* _REQUIRED TASK A_
Repeat the Recorded data entries from the line with "Identify black bicycle" through the end of the entries, substituting "bicycle rider" for "cyclist" and changing nothing else. Leave the pictures out.

* _SUPPLIED PASSAGE_
········

Friday, January 23, 2009

Ninety-Four: Part Six. Wherein a lot of things seem symbolically related to each other, maybe, but they are not.

Everyone has one year in their life that has a greater impact on them than any other year. Mine was 1994. Once a week, I'll recap that year. This is part six. Find the table of contents here.


What's should the response to chaos be? When everything in the world is new or unusual or mixed-up or confusing, how should people respond?

I'd already decided, in light of the fact that there was absolutely nothing in the world that was under my control, to quit smoking -- making that decision in the rambunctious atmosphere of Union Station. Now, I stood in my dorm room, after dark, in strange city, surrounded by strange people who pronounced the word "dragon" in strange ways, and pondered how to deal with this increased level of chaos.

Rip said the word "dragon" it with a few too many syllables, or almost-too-many syllables, stretching it out as though saying each letter in turn, pronouncing the word "d-r-a-g-o-n." It's a method of pronunciation that actually makes sense. Try it yourself. Think of word, any word. Maybe the word could be 'word.' Now, spell the word, slowly:

w-o-r-d.

Now, spell it more quickly:

w o r d

The quicker you spell it, the more the word sounds like what you're spelling; or, maybe, the more what you're spelling sounds like a word. So things sound like how they're spelled, but ordinarily they're not pronounced like how they're spelled. Rip did that, though: he pronounced the word "dragon," and only that word, as though he was spelling it at medium speed. I would not run across anyone pronouncing a word like that for a long time -- not until I saw the "Lord of the Rings" movie trilogy, in fact, and had to endure hour after hour of characters pronouncing "Sauron" with the same exaggerated pronunciation that Rip had once used, years earlier, in saying dragon: d-r-a-g-o-n. In fact, when I first saw the first of those movies, and a character said "S-a-u-r-o-n," I immediately thought of Rip, and what I thought was "I wonder what Rip is doing these days, and whether he ever married Dragon?"

I assumed, even back then, that Rip would want to marry Dragon because he pronounced her name in that respectful (and elaborate) way and he talked about her a lot. I gathered that Rip was not dating Dragon, but that he wanted to date Dragon or had in the past and figured he would in the future, and I still believe that about Rip, that he wanted to date Dragon and eventually would date Dragon.

········

(Recorded data)
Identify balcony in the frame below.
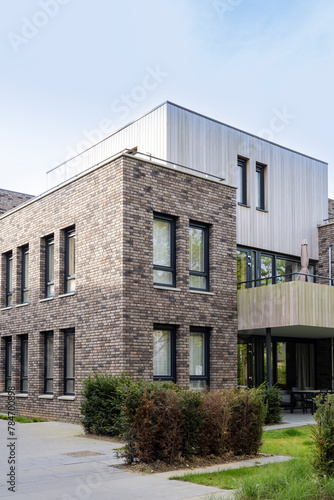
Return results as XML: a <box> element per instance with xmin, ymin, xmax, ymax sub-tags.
<box><xmin>237</xmin><ymin>276</ymin><xmax>334</xmax><ymax>338</ymax></box>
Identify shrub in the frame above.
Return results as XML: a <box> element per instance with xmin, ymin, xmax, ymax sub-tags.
<box><xmin>222</xmin><ymin>389</ymin><xmax>266</xmax><ymax>455</ymax></box>
<box><xmin>312</xmin><ymin>394</ymin><xmax>334</xmax><ymax>476</ymax></box>
<box><xmin>260</xmin><ymin>382</ymin><xmax>283</xmax><ymax>424</ymax></box>
<box><xmin>80</xmin><ymin>373</ymin><xmax>131</xmax><ymax>436</ymax></box>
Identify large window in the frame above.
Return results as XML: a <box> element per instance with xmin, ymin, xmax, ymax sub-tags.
<box><xmin>21</xmin><ymin>245</ymin><xmax>29</xmax><ymax>304</ymax></box>
<box><xmin>6</xmin><ymin>252</ymin><xmax>13</xmax><ymax>307</ymax></box>
<box><xmin>21</xmin><ymin>335</ymin><xmax>28</xmax><ymax>393</ymax></box>
<box><xmin>237</xmin><ymin>156</ymin><xmax>247</xmax><ymax>205</ymax></box>
<box><xmin>153</xmin><ymin>325</ymin><xmax>175</xmax><ymax>381</ymax></box>
<box><xmin>153</xmin><ymin>215</ymin><xmax>175</xmax><ymax>287</ymax></box>
<box><xmin>189</xmin><ymin>222</ymin><xmax>209</xmax><ymax>290</ymax></box>
<box><xmin>65</xmin><ymin>228</ymin><xmax>75</xmax><ymax>293</ymax></box>
<box><xmin>64</xmin><ymin>330</ymin><xmax>75</xmax><ymax>395</ymax></box>
<box><xmin>5</xmin><ymin>337</ymin><xmax>12</xmax><ymax>392</ymax></box>
<box><xmin>45</xmin><ymin>236</ymin><xmax>55</xmax><ymax>297</ymax></box>
<box><xmin>44</xmin><ymin>332</ymin><xmax>53</xmax><ymax>394</ymax></box>
<box><xmin>189</xmin><ymin>329</ymin><xmax>210</xmax><ymax>390</ymax></box>
<box><xmin>256</xmin><ymin>163</ymin><xmax>266</xmax><ymax>210</ymax></box>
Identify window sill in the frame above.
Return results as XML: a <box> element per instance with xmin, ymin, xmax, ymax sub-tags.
<box><xmin>189</xmin><ymin>290</ymin><xmax>214</xmax><ymax>295</ymax></box>
<box><xmin>153</xmin><ymin>285</ymin><xmax>181</xmax><ymax>292</ymax></box>
<box><xmin>58</xmin><ymin>292</ymin><xmax>75</xmax><ymax>299</ymax></box>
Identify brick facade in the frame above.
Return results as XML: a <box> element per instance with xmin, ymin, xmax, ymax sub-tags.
<box><xmin>0</xmin><ymin>155</ymin><xmax>237</xmax><ymax>421</ymax></box>
<box><xmin>0</xmin><ymin>189</ymin><xmax>33</xmax><ymax>214</ymax></box>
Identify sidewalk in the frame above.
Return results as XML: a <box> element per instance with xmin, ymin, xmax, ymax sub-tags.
<box><xmin>0</xmin><ymin>413</ymin><xmax>313</xmax><ymax>500</ymax></box>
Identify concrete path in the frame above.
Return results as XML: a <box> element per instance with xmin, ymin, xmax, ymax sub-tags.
<box><xmin>0</xmin><ymin>413</ymin><xmax>312</xmax><ymax>500</ymax></box>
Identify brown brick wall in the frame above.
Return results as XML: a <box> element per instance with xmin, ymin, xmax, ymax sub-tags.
<box><xmin>0</xmin><ymin>157</ymin><xmax>237</xmax><ymax>421</ymax></box>
<box><xmin>0</xmin><ymin>189</ymin><xmax>33</xmax><ymax>214</ymax></box>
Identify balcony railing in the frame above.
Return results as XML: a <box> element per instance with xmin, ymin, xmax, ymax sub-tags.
<box><xmin>238</xmin><ymin>272</ymin><xmax>334</xmax><ymax>290</ymax></box>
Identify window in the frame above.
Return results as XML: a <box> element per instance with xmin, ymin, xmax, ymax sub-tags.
<box><xmin>237</xmin><ymin>156</ymin><xmax>247</xmax><ymax>205</ymax></box>
<box><xmin>20</xmin><ymin>335</ymin><xmax>28</xmax><ymax>392</ymax></box>
<box><xmin>189</xmin><ymin>328</ymin><xmax>210</xmax><ymax>391</ymax></box>
<box><xmin>6</xmin><ymin>252</ymin><xmax>13</xmax><ymax>307</ymax></box>
<box><xmin>153</xmin><ymin>215</ymin><xmax>175</xmax><ymax>287</ymax></box>
<box><xmin>5</xmin><ymin>337</ymin><xmax>12</xmax><ymax>392</ymax></box>
<box><xmin>189</xmin><ymin>222</ymin><xmax>209</xmax><ymax>290</ymax></box>
<box><xmin>44</xmin><ymin>332</ymin><xmax>53</xmax><ymax>394</ymax></box>
<box><xmin>64</xmin><ymin>330</ymin><xmax>75</xmax><ymax>395</ymax></box>
<box><xmin>65</xmin><ymin>228</ymin><xmax>75</xmax><ymax>293</ymax></box>
<box><xmin>256</xmin><ymin>163</ymin><xmax>266</xmax><ymax>210</ymax></box>
<box><xmin>153</xmin><ymin>326</ymin><xmax>175</xmax><ymax>381</ymax></box>
<box><xmin>21</xmin><ymin>245</ymin><xmax>29</xmax><ymax>304</ymax></box>
<box><xmin>45</xmin><ymin>236</ymin><xmax>55</xmax><ymax>297</ymax></box>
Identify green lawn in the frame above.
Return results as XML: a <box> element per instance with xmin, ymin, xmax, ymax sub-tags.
<box><xmin>173</xmin><ymin>426</ymin><xmax>334</xmax><ymax>500</ymax></box>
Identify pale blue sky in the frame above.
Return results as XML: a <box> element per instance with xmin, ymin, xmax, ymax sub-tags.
<box><xmin>0</xmin><ymin>0</ymin><xmax>334</xmax><ymax>198</ymax></box>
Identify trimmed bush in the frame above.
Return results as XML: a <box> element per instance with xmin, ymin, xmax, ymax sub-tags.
<box><xmin>260</xmin><ymin>382</ymin><xmax>283</xmax><ymax>424</ymax></box>
<box><xmin>311</xmin><ymin>394</ymin><xmax>334</xmax><ymax>476</ymax></box>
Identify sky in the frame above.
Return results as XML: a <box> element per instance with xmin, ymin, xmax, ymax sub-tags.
<box><xmin>0</xmin><ymin>0</ymin><xmax>334</xmax><ymax>198</ymax></box>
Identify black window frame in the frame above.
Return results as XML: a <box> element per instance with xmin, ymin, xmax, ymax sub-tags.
<box><xmin>20</xmin><ymin>334</ymin><xmax>29</xmax><ymax>394</ymax></box>
<box><xmin>44</xmin><ymin>235</ymin><xmax>55</xmax><ymax>298</ymax></box>
<box><xmin>5</xmin><ymin>251</ymin><xmax>14</xmax><ymax>307</ymax></box>
<box><xmin>189</xmin><ymin>221</ymin><xmax>210</xmax><ymax>292</ymax></box>
<box><xmin>189</xmin><ymin>326</ymin><xmax>211</xmax><ymax>387</ymax></box>
<box><xmin>153</xmin><ymin>212</ymin><xmax>176</xmax><ymax>288</ymax></box>
<box><xmin>21</xmin><ymin>245</ymin><xmax>29</xmax><ymax>304</ymax></box>
<box><xmin>44</xmin><ymin>331</ymin><xmax>54</xmax><ymax>394</ymax></box>
<box><xmin>64</xmin><ymin>226</ymin><xmax>76</xmax><ymax>293</ymax></box>
<box><xmin>256</xmin><ymin>163</ymin><xmax>266</xmax><ymax>210</ymax></box>
<box><xmin>5</xmin><ymin>337</ymin><xmax>13</xmax><ymax>392</ymax></box>
<box><xmin>64</xmin><ymin>328</ymin><xmax>75</xmax><ymax>396</ymax></box>
<box><xmin>153</xmin><ymin>324</ymin><xmax>176</xmax><ymax>382</ymax></box>
<box><xmin>238</xmin><ymin>156</ymin><xmax>248</xmax><ymax>206</ymax></box>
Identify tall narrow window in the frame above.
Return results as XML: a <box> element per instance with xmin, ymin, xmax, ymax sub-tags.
<box><xmin>189</xmin><ymin>222</ymin><xmax>209</xmax><ymax>290</ymax></box>
<box><xmin>5</xmin><ymin>337</ymin><xmax>12</xmax><ymax>392</ymax></box>
<box><xmin>21</xmin><ymin>335</ymin><xmax>28</xmax><ymax>393</ymax></box>
<box><xmin>6</xmin><ymin>252</ymin><xmax>13</xmax><ymax>307</ymax></box>
<box><xmin>44</xmin><ymin>332</ymin><xmax>53</xmax><ymax>394</ymax></box>
<box><xmin>153</xmin><ymin>326</ymin><xmax>175</xmax><ymax>380</ymax></box>
<box><xmin>45</xmin><ymin>236</ymin><xmax>55</xmax><ymax>297</ymax></box>
<box><xmin>153</xmin><ymin>215</ymin><xmax>175</xmax><ymax>286</ymax></box>
<box><xmin>189</xmin><ymin>329</ymin><xmax>210</xmax><ymax>390</ymax></box>
<box><xmin>64</xmin><ymin>330</ymin><xmax>75</xmax><ymax>395</ymax></box>
<box><xmin>21</xmin><ymin>245</ymin><xmax>29</xmax><ymax>304</ymax></box>
<box><xmin>65</xmin><ymin>229</ymin><xmax>75</xmax><ymax>293</ymax></box>
<box><xmin>256</xmin><ymin>163</ymin><xmax>266</xmax><ymax>210</ymax></box>
<box><xmin>237</xmin><ymin>156</ymin><xmax>247</xmax><ymax>205</ymax></box>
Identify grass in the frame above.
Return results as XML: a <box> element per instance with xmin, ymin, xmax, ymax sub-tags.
<box><xmin>0</xmin><ymin>415</ymin><xmax>47</xmax><ymax>424</ymax></box>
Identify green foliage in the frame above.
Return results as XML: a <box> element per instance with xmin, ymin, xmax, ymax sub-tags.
<box><xmin>312</xmin><ymin>394</ymin><xmax>334</xmax><ymax>476</ymax></box>
<box><xmin>260</xmin><ymin>382</ymin><xmax>283</xmax><ymax>424</ymax></box>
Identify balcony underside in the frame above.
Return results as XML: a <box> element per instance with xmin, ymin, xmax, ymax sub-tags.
<box><xmin>238</xmin><ymin>281</ymin><xmax>334</xmax><ymax>339</ymax></box>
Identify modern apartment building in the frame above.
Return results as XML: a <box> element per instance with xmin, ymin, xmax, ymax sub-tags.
<box><xmin>0</xmin><ymin>102</ymin><xmax>334</xmax><ymax>421</ymax></box>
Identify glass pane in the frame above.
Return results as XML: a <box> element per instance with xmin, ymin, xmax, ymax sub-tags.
<box><xmin>237</xmin><ymin>250</ymin><xmax>247</xmax><ymax>290</ymax></box>
<box><xmin>189</xmin><ymin>227</ymin><xmax>204</xmax><ymax>272</ymax></box>
<box><xmin>153</xmin><ymin>330</ymin><xmax>172</xmax><ymax>377</ymax></box>
<box><xmin>261</xmin><ymin>255</ymin><xmax>273</xmax><ymax>286</ymax></box>
<box><xmin>153</xmin><ymin>219</ymin><xmax>171</xmax><ymax>267</ymax></box>
<box><xmin>189</xmin><ymin>379</ymin><xmax>206</xmax><ymax>391</ymax></box>
<box><xmin>66</xmin><ymin>335</ymin><xmax>74</xmax><ymax>377</ymax></box>
<box><xmin>189</xmin><ymin>332</ymin><xmax>205</xmax><ymax>375</ymax></box>
<box><xmin>153</xmin><ymin>269</ymin><xmax>173</xmax><ymax>285</ymax></box>
<box><xmin>189</xmin><ymin>274</ymin><xmax>206</xmax><ymax>290</ymax></box>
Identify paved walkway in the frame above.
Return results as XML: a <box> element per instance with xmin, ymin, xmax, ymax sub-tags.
<box><xmin>0</xmin><ymin>413</ymin><xmax>312</xmax><ymax>500</ymax></box>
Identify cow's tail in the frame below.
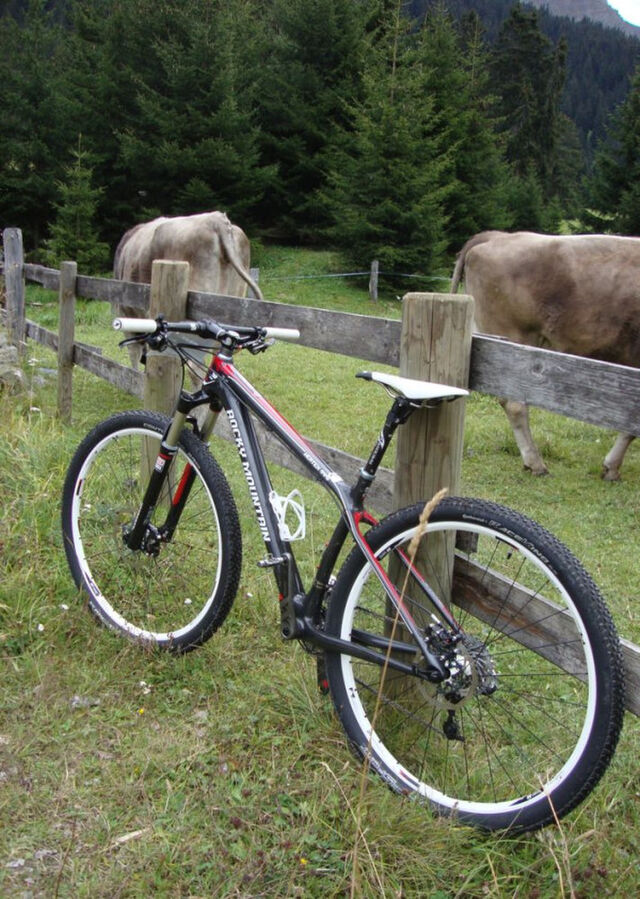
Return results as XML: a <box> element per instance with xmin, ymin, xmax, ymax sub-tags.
<box><xmin>220</xmin><ymin>216</ymin><xmax>264</xmax><ymax>300</ymax></box>
<box><xmin>450</xmin><ymin>231</ymin><xmax>502</xmax><ymax>293</ymax></box>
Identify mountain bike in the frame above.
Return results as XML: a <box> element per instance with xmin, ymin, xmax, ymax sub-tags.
<box><xmin>62</xmin><ymin>316</ymin><xmax>623</xmax><ymax>831</ymax></box>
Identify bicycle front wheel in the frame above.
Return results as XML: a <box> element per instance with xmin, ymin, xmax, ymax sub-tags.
<box><xmin>326</xmin><ymin>498</ymin><xmax>623</xmax><ymax>831</ymax></box>
<box><xmin>62</xmin><ymin>412</ymin><xmax>242</xmax><ymax>651</ymax></box>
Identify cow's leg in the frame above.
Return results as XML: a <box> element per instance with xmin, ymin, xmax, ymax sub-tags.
<box><xmin>500</xmin><ymin>400</ymin><xmax>549</xmax><ymax>475</ymax></box>
<box><xmin>602</xmin><ymin>434</ymin><xmax>635</xmax><ymax>481</ymax></box>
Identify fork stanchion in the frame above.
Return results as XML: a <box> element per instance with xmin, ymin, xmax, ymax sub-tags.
<box><xmin>58</xmin><ymin>262</ymin><xmax>78</xmax><ymax>424</ymax></box>
<box><xmin>144</xmin><ymin>259</ymin><xmax>189</xmax><ymax>415</ymax></box>
<box><xmin>394</xmin><ymin>293</ymin><xmax>473</xmax><ymax>508</ymax></box>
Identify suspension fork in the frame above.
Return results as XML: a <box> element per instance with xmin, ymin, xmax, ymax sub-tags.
<box><xmin>122</xmin><ymin>409</ymin><xmax>193</xmax><ymax>550</ymax></box>
<box><xmin>123</xmin><ymin>393</ymin><xmax>222</xmax><ymax>550</ymax></box>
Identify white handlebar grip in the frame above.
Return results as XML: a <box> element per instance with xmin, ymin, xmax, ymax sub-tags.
<box><xmin>264</xmin><ymin>328</ymin><xmax>300</xmax><ymax>340</ymax></box>
<box><xmin>113</xmin><ymin>318</ymin><xmax>158</xmax><ymax>334</ymax></box>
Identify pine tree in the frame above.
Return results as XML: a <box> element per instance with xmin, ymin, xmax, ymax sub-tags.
<box><xmin>323</xmin><ymin>2</ymin><xmax>452</xmax><ymax>274</ymax></box>
<box><xmin>45</xmin><ymin>137</ymin><xmax>109</xmax><ymax>274</ymax></box>
<box><xmin>428</xmin><ymin>6</ymin><xmax>511</xmax><ymax>251</ymax></box>
<box><xmin>0</xmin><ymin>0</ymin><xmax>67</xmax><ymax>249</ymax></box>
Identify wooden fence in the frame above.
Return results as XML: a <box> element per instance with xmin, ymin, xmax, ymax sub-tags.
<box><xmin>4</xmin><ymin>229</ymin><xmax>640</xmax><ymax>715</ymax></box>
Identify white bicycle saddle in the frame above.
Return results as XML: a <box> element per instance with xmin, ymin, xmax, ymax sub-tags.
<box><xmin>356</xmin><ymin>371</ymin><xmax>469</xmax><ymax>402</ymax></box>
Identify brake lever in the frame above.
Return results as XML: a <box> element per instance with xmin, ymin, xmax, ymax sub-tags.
<box><xmin>243</xmin><ymin>337</ymin><xmax>275</xmax><ymax>356</ymax></box>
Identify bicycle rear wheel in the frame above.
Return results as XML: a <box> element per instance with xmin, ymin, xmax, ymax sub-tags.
<box><xmin>326</xmin><ymin>498</ymin><xmax>623</xmax><ymax>831</ymax></box>
<box><xmin>62</xmin><ymin>412</ymin><xmax>242</xmax><ymax>651</ymax></box>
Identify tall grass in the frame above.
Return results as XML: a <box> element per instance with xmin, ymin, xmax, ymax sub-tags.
<box><xmin>0</xmin><ymin>244</ymin><xmax>640</xmax><ymax>899</ymax></box>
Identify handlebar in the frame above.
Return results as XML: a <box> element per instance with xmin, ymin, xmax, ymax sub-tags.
<box><xmin>113</xmin><ymin>318</ymin><xmax>300</xmax><ymax>343</ymax></box>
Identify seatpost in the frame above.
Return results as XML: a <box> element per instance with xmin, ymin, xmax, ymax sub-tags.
<box><xmin>351</xmin><ymin>396</ymin><xmax>418</xmax><ymax>506</ymax></box>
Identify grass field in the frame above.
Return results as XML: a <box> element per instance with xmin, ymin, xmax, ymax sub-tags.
<box><xmin>0</xmin><ymin>248</ymin><xmax>640</xmax><ymax>899</ymax></box>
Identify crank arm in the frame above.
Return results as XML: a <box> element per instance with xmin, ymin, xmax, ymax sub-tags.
<box><xmin>299</xmin><ymin>621</ymin><xmax>447</xmax><ymax>683</ymax></box>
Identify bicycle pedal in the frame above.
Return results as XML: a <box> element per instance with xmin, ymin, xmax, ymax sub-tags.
<box><xmin>257</xmin><ymin>556</ymin><xmax>287</xmax><ymax>568</ymax></box>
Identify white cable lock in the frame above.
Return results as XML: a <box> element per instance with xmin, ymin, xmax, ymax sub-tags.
<box><xmin>269</xmin><ymin>490</ymin><xmax>306</xmax><ymax>542</ymax></box>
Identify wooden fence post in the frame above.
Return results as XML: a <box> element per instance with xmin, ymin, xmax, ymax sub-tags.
<box><xmin>394</xmin><ymin>293</ymin><xmax>473</xmax><ymax>508</ymax></box>
<box><xmin>58</xmin><ymin>262</ymin><xmax>78</xmax><ymax>424</ymax></box>
<box><xmin>2</xmin><ymin>228</ymin><xmax>25</xmax><ymax>356</ymax></box>
<box><xmin>144</xmin><ymin>259</ymin><xmax>189</xmax><ymax>415</ymax></box>
<box><xmin>391</xmin><ymin>293</ymin><xmax>473</xmax><ymax>624</ymax></box>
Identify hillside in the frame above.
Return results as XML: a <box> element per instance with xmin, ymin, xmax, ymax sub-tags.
<box><xmin>526</xmin><ymin>0</ymin><xmax>640</xmax><ymax>39</ymax></box>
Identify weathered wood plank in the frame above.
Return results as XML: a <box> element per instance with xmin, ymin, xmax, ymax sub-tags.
<box><xmin>24</xmin><ymin>262</ymin><xmax>60</xmax><ymax>290</ymax></box>
<box><xmin>25</xmin><ymin>319</ymin><xmax>58</xmax><ymax>353</ymax></box>
<box><xmin>187</xmin><ymin>291</ymin><xmax>400</xmax><ymax>365</ymax></box>
<box><xmin>73</xmin><ymin>343</ymin><xmax>144</xmax><ymax>399</ymax></box>
<box><xmin>452</xmin><ymin>556</ymin><xmax>640</xmax><ymax>715</ymax></box>
<box><xmin>469</xmin><ymin>336</ymin><xmax>640</xmax><ymax>436</ymax></box>
<box><xmin>58</xmin><ymin>262</ymin><xmax>78</xmax><ymax>424</ymax></box>
<box><xmin>2</xmin><ymin>228</ymin><xmax>25</xmax><ymax>356</ymax></box>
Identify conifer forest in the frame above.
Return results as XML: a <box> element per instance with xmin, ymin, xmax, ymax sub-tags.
<box><xmin>0</xmin><ymin>0</ymin><xmax>640</xmax><ymax>274</ymax></box>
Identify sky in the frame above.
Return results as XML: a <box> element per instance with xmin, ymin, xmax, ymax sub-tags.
<box><xmin>607</xmin><ymin>0</ymin><xmax>640</xmax><ymax>25</ymax></box>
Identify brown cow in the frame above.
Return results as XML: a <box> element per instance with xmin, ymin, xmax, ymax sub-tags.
<box><xmin>451</xmin><ymin>231</ymin><xmax>640</xmax><ymax>481</ymax></box>
<box><xmin>113</xmin><ymin>212</ymin><xmax>263</xmax><ymax>380</ymax></box>
<box><xmin>113</xmin><ymin>212</ymin><xmax>262</xmax><ymax>298</ymax></box>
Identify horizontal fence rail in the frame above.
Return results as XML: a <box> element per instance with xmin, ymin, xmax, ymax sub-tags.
<box><xmin>0</xmin><ymin>248</ymin><xmax>640</xmax><ymax>715</ymax></box>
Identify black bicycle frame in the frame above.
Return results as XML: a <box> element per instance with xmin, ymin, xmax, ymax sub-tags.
<box><xmin>130</xmin><ymin>349</ymin><xmax>458</xmax><ymax>682</ymax></box>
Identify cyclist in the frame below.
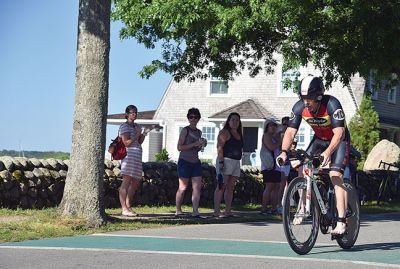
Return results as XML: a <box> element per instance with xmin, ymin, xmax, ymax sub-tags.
<box><xmin>277</xmin><ymin>75</ymin><xmax>350</xmax><ymax>235</ymax></box>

········

* _REQUIRED TASK B_
Reproduce the 1994 recap post word for word from "I assumed, even" to "would date Dragon.".

* _CORRECT ANSWER A_
Identify black bicycle frame in the frame above.
Return results as XML: a <box> element per instance with xmin, ymin, xmax, ymax sub-tags.
<box><xmin>130</xmin><ymin>349</ymin><xmax>458</xmax><ymax>682</ymax></box>
Identify bicycle rider in the frame below.
Return results as XML: a <box> element per instance with xmin, ymin, xmax, ymax sub-tags.
<box><xmin>277</xmin><ymin>75</ymin><xmax>350</xmax><ymax>235</ymax></box>

* _CORRECT ANSWER B_
I assumed, even back then, that Rip would want to marry Dragon because he pronounced her name in that respectful (and elaborate) way and he talked about her a lot. I gathered that Rip was not dating Dragon, but that he wanted to date Dragon or had in the past and figured he would in the future, and I still believe that about Rip, that he wanted to date Dragon and eventually would date Dragon.